• _What this task involves_
Reproduce the material below unchanged, except that each occurrence of "rough mask" is switched to "coarse mask".

---

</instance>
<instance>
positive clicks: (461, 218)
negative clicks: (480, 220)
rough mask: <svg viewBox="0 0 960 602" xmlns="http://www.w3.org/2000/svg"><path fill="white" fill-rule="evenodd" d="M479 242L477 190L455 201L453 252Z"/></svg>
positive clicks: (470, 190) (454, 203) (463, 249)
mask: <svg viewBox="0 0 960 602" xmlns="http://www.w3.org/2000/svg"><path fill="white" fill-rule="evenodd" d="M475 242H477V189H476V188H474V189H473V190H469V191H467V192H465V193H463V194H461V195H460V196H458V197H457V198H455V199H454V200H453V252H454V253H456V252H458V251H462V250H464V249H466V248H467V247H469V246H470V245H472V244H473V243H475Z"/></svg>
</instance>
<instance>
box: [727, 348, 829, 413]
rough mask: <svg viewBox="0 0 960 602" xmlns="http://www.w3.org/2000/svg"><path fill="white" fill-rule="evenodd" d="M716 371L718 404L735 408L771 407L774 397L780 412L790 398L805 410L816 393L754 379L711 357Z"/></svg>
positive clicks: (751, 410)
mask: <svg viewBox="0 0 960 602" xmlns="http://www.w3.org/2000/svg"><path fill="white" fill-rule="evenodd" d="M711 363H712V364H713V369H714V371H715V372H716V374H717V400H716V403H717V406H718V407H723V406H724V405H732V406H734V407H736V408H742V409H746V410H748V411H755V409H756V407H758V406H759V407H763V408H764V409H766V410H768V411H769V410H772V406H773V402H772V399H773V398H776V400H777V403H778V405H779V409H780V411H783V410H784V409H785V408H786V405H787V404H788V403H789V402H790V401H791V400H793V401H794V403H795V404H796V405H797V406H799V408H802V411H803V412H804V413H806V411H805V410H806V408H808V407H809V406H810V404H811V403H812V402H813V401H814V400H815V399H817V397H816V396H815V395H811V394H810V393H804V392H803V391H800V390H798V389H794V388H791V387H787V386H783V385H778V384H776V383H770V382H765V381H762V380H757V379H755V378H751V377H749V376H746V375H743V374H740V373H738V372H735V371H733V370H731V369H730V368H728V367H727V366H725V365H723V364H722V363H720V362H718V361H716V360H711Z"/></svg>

---

• _Answer_
</instance>
<instance>
positive clicks: (461, 218)
negative clicks: (480, 220)
coarse mask: <svg viewBox="0 0 960 602" xmlns="http://www.w3.org/2000/svg"><path fill="white" fill-rule="evenodd" d="M479 242L477 190L455 201L453 252Z"/></svg>
positive clicks: (470, 190) (454, 203) (463, 249)
mask: <svg viewBox="0 0 960 602" xmlns="http://www.w3.org/2000/svg"><path fill="white" fill-rule="evenodd" d="M475 242H477V189H476V188H474V189H473V190H469V191H467V192H465V193H463V194H461V195H460V196H458V197H457V198H455V199H454V200H453V252H454V253H456V252H458V251H462V250H464V249H466V248H467V247H469V246H470V245H472V244H473V243H475Z"/></svg>
</instance>
<instance>
box: [727, 348, 829, 413]
coarse mask: <svg viewBox="0 0 960 602" xmlns="http://www.w3.org/2000/svg"><path fill="white" fill-rule="evenodd" d="M716 371L718 404L735 408L771 407L774 397L780 412L790 398L805 410L816 393L754 379L711 357Z"/></svg>
positive clicks: (751, 410)
mask: <svg viewBox="0 0 960 602" xmlns="http://www.w3.org/2000/svg"><path fill="white" fill-rule="evenodd" d="M711 363H712V364H713V369H714V371H715V372H716V374H717V400H716V403H717V406H718V407H723V406H724V405H732V406H734V407H736V408H742V409H746V410H748V411H755V409H756V407H758V406H759V407H763V408H764V409H766V410H768V411H769V410H772V406H773V402H772V399H773V398H776V400H777V403H778V405H779V409H780V411H783V410H784V409H785V408H786V405H787V404H788V403H789V402H790V401H791V400H793V401H794V403H795V404H796V405H797V406H799V408H802V411H803V412H804V413H806V411H805V410H806V408H808V407H809V406H810V404H811V403H812V402H813V401H814V400H815V399H817V397H816V396H815V395H811V394H810V393H804V392H803V391H800V390H798V389H794V388H791V387H787V386H783V385H778V384H776V383H770V382H765V381H762V380H757V379H755V378H751V377H749V376H746V375H743V374H740V373H738V372H735V371H733V370H731V369H730V368H728V367H727V366H725V365H723V364H722V363H720V362H718V361H716V360H711Z"/></svg>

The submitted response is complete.